SOURCE PASSAGE:
Any shares subject to an Award under the OIP that expires or is cancelled, forfeited, exchanged, settled in cash or otherwise terminated (Awards of Restricted Stock shall not be considered “delivered shares” for this purpose)including shares forfeited with respect to Restricted Stock and the number of shares withheld or surrendered to the Company in payment of any exercise or purchase price or taxes relating to Awards  , will not be considered “delivered shares” under the OIP, and will be available for delivery with regard to other Awards. Notwithstanding the foregoing, (i) the number of shares tendered or withheld in payment of any exercise or purchase price of an Award or taxes relating to an Award, (ii) shares that were subject to an Option or an SAR but were not issued or delivered as a result of the net settlement or net exercise of such Option or SAR and (iii) shares repurchased on the open market with the proceeds of an Option’s exercise price, will not, in each case, be available for Awards. As of April 23, 2024, our stock price was $3.62 per share.

SOURCE MATERIAL:

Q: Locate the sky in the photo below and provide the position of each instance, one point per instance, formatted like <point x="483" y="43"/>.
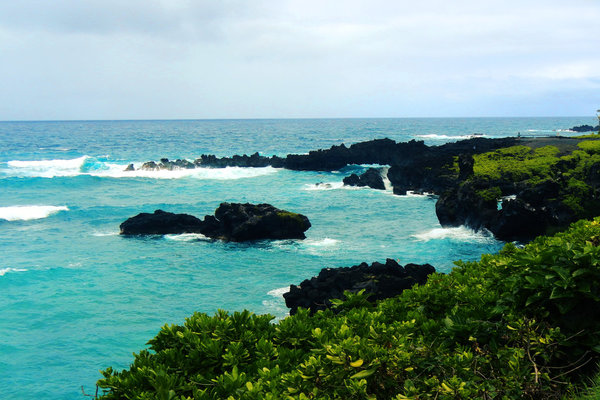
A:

PROBLEM DETAILS: Please condense the paragraph of the share-counting passage that begins "Any shares subject to an Award" into a short list, keeping its main facts. The listing has no role in this work.

RESPONSE BELOW:
- Shares under an OIP Award that expires or is cancelled, forfeited, exchanged, settled in cash or otherwise terminated are not counted as "delivered shares" and become available for other Awards. This includes shares forfeited on Restricted Stock and shares withheld or surrendered to the Company for an exercise or purchase price or for taxes.
- Notwithstanding this, three kinds of shares will not be available for Awards:
  - shares tendered or withheld to pay an Award's exercise or purchase price or related taxes
  - shares subject to an Option or SAR that were not issued or delivered because of net settlement or net exercise
  - shares repurchased on the open market with the proceeds of an Option's exercise price
- As of April 23, 2024, the stock price was $3.62 per share.